*SOURCE TEXT*:
-- BEGIN --

×
INTELLIGENT WORK FORUMS
FOR ENGINEERING PROFESSIONALS

Are you an
Engineering professional?
Join Eng-Tips Forums!
• Talk With Other Members
• Be Notified Of Responses
• Keyword Search
Favorite Forums
• Automated Signatures
• Best Of All, It's Free!

*Eng-Tips's functionality depends on members receiving e-mail. By joining you are opting in to receive e-mail.

#### Posting Guidelines

Promoting, selling, recruiting, coursework and thesis posting is forbidden.

#### Jobs

(OP)
Given: A 40 HP elevator motor fed from a 300 kVA transformer.  Assume across-the-line starter and neglect line impedances, etc.  The question has come up re. how does the motor starting voltage drop change from the unloaded transformer condition to the loaded transformer condition?  Assume no load in the first case and, say, a 200 kVA steady state load for the second case.

Thanks, Frank

You would need much more information than what you are supplying, starting with transformer impedance and primary source contribution, and maybe throwing in the primary and secondary voltages.
The 40HP motor at start would be approximately 180-190kVA inrush, at least.
You could definitely assume a larger voltage drop if there was 200kVA of added load on the secondary of the transformer when you attempted to start the motor(unless that added load was a capacitor, in which case it should be described as 200kVAR).

Ohm's Law, baby, V=IZ!!!

where:
I = starting current
Z = tx impedance

(OP)
I disagree, I don't think more info is needed.  The question is how does the steady state load on the transformer impact the instantaneous voltage drop due to the motor starting inrush current.  Since the motor start is a transient condition, I would expect the transient reactance of the transformer to be the primary impedance seen by the inrush current.  So, again, what effect does the transformer steady state current have on the voltage drop?

-- END --

*ENTRIES SHOWN*:
-- BEGIN --

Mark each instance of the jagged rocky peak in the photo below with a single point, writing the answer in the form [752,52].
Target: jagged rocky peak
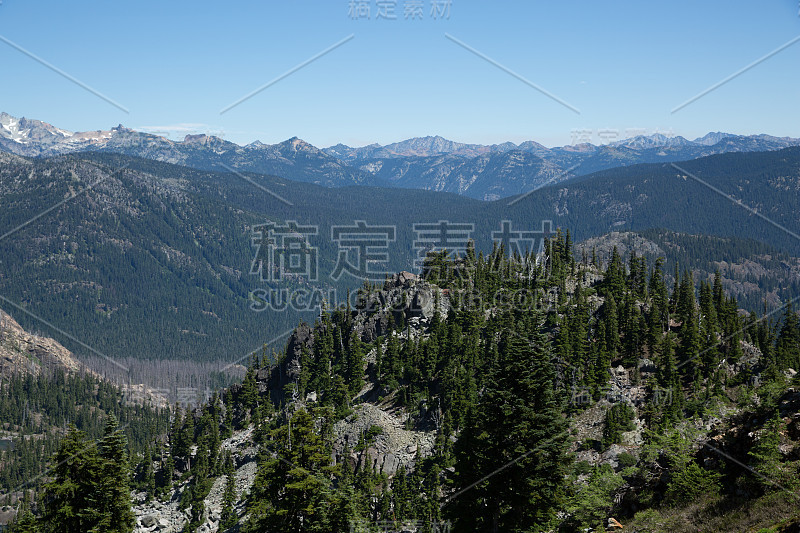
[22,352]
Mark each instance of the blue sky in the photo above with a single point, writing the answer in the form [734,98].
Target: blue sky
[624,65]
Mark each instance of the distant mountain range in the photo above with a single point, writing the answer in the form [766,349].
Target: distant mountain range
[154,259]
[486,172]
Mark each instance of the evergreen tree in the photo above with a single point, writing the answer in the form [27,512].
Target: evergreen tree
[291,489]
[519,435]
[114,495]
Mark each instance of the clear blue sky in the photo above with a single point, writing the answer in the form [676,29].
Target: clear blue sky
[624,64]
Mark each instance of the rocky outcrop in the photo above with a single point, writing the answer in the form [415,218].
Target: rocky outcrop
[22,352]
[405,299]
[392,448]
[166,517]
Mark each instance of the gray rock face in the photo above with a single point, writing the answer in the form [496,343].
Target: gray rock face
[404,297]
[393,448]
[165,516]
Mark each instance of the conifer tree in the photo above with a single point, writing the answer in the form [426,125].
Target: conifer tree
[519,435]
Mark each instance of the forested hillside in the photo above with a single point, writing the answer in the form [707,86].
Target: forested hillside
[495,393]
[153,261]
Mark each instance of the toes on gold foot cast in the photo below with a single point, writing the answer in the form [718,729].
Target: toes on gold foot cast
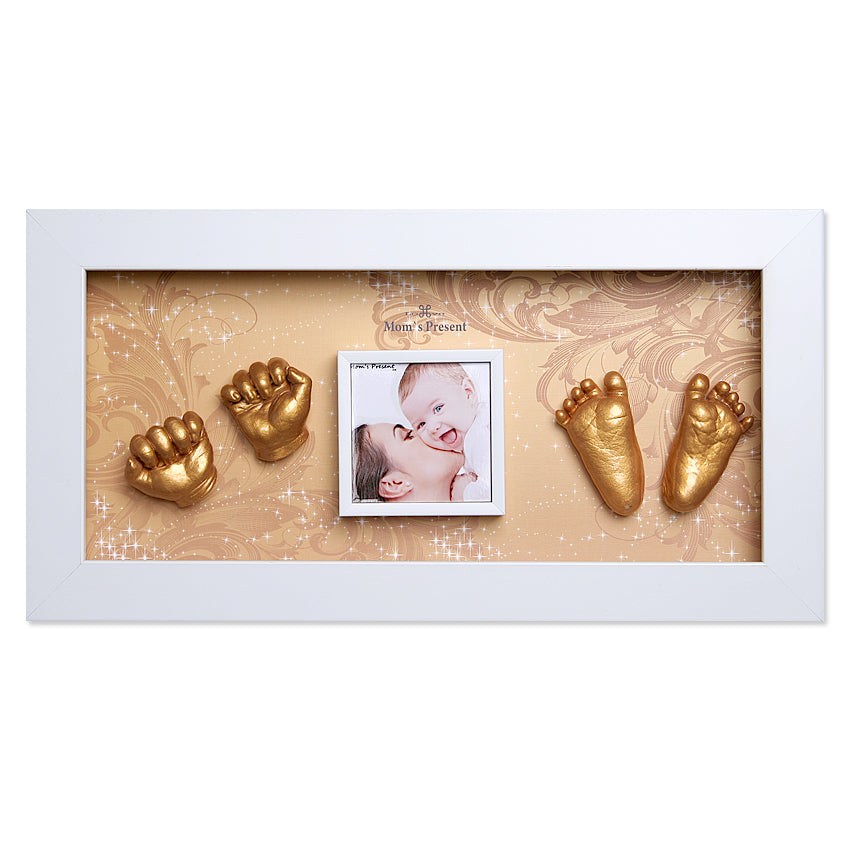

-- END --

*CHALLENGE*: Reproduce the motor-starting voltage drop thread verbatim, from start to finish. The rows above play no part in what comes next.

*WORKED SOLUTION*:
×
INTELLIGENT WORK FORUMS
FOR ENGINEERING PROFESSIONALS

Are you an
Engineering professional?
Join Eng-Tips Forums!
• Talk With Other Members
• Be Notified Of Responses
• Keyword Search
Favorite Forums
• Automated Signatures
• Best Of All, It's Free!

*Eng-Tips's functionality depends on members receiving e-mail. By joining you are opting in to receive e-mail.

#### Posting Guidelines

Promoting, selling, recruiting, coursework and thesis posting is forbidden.

#### Jobs

(OP)
Given: A 40 HP elevator motor fed from a 300 kVA transformer.  Assume across-the-line starter and neglect line impedances, etc.  The question has come up re. how does the motor starting voltage drop change from the unloaded transformer condition to the loaded transformer condition?  Assume no load in the first case and, say, a 200 kVA steady state load for the second case.

Thanks, Frank

You would need much more information than what you are supplying, starting with transformer impedance and primary source contribution, and maybe throwing in the primary and secondary voltages.
The 40HP motor at start would be approximately 180-190kVA inrush, at least.
You could definitely assume a larger voltage drop if there was 200kVA of added load on the secondary of the transformer when you attempted to start the motor(unless that added load was a capacitor, in which case it should be described as 200kVAR).

Ohm's Law, baby, V=IZ!!!

where:
I = starting current
Z = tx impedance

(OP)
I disagree, I don't think more info is needed.  The question is how does the steady state load on the transformer impact the instantaneous voltage drop due to the motor starting inrush current.  Since the motor start is a transient condition, I would expect the transient reactance of the transformer to be the primary impedance seen by the inrush current.  So, again, what effect does the transformer steady state current have on the voltage drop?